Quizá, lo que hizo El Aissami el 5 de julio fue un primer ensayo: una demostración de cómo pretende desalojar a nuestros diputados –legítimamente electos el 5 de diciembre de 2015– para dejarles el espacio libre a los constituyentistas que, imagino, el régimen ya tiene designados y escogidos; pero, para quienes el CNE hará el teatro de unos comicios a finales de este mes. Memorable –por lo vergonzoso y sangriento– será este 5 de julio de 2017 para los venezolanos que vemos este desgobierno cada vez con menos pudor y actuando como lo que es: una dictadura, remozada, a la cubana.

# # # # #

Tarea a realizar :: Transcribe del texto citado el fragmento que va desde "Quizá, lo que" hasta "a la cubana.", incluidas ambas expresiones.

# # # # #

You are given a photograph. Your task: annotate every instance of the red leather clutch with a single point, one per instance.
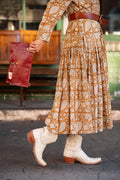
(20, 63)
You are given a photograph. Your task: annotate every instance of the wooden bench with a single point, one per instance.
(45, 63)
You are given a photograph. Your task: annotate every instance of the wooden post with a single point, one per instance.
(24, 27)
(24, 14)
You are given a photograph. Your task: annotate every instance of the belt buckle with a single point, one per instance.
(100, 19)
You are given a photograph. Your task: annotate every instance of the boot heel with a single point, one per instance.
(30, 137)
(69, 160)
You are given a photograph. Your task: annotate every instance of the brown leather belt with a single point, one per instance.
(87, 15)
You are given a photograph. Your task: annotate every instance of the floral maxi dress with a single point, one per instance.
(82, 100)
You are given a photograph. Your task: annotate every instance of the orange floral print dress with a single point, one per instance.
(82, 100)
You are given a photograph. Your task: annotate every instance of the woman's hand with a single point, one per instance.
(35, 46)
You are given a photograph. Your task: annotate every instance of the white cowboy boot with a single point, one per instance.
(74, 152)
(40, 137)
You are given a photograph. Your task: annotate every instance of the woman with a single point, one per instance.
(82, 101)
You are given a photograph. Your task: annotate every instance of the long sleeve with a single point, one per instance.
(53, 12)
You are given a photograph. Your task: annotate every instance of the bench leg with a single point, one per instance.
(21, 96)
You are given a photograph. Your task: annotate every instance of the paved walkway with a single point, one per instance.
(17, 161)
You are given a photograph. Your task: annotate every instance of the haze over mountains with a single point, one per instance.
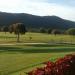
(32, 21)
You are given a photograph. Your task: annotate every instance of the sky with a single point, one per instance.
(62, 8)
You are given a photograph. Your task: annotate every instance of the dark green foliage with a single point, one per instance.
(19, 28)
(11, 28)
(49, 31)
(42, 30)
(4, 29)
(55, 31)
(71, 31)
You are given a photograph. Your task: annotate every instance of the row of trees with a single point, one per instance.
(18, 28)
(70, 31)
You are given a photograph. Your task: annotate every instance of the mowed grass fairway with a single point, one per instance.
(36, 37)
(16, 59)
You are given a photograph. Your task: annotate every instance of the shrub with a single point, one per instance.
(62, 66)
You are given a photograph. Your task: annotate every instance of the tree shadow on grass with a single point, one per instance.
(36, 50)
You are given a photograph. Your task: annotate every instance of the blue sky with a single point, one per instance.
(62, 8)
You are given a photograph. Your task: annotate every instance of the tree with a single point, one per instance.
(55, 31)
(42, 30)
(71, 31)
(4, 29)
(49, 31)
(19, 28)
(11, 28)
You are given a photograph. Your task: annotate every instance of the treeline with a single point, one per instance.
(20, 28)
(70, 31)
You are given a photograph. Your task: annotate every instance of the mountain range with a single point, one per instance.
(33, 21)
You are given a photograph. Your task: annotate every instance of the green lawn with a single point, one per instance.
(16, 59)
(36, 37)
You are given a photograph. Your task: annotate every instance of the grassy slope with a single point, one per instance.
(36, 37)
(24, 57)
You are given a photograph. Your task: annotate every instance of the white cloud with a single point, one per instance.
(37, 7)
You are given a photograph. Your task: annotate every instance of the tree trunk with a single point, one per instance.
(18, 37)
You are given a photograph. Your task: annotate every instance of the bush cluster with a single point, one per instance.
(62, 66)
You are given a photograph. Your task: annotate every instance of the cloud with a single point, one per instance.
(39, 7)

# # # # #

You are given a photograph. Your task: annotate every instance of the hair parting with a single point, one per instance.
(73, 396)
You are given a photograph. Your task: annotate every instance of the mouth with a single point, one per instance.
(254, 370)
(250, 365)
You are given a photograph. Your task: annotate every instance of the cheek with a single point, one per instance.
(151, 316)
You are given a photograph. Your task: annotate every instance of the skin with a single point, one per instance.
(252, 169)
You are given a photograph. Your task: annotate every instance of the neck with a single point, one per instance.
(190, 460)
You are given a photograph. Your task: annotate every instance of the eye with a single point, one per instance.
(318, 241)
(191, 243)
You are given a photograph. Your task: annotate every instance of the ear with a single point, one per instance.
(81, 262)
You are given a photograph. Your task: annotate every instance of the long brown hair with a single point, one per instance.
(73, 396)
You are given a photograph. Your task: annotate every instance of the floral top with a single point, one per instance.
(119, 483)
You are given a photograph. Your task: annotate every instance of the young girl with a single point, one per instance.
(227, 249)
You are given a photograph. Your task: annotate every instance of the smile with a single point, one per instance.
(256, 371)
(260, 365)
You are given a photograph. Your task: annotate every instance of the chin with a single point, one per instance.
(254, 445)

# # # # #

Respuesta ::
Quizá, lo que hizo El Aissami el 5 de julio fue un primer ensayo: una demostración de cómo pretende desalojar a nuestros diputados –legítimamente electos el 5 de diciembre de 2015– para dejarles el espacio libre a los constituyentistas que, imagino, el régimen ya tiene designados y escogidos; pero, para quienes el CNE hará el teatro de unos comicios a finales de este mes. Memorable –por lo vergonzoso y sangriento– será este 5 de julio de 2017 para los venezolanos que vemos este desgobierno cada vez con menos pudor y actuando como lo que es: una dictadura, remozada, a la cubana.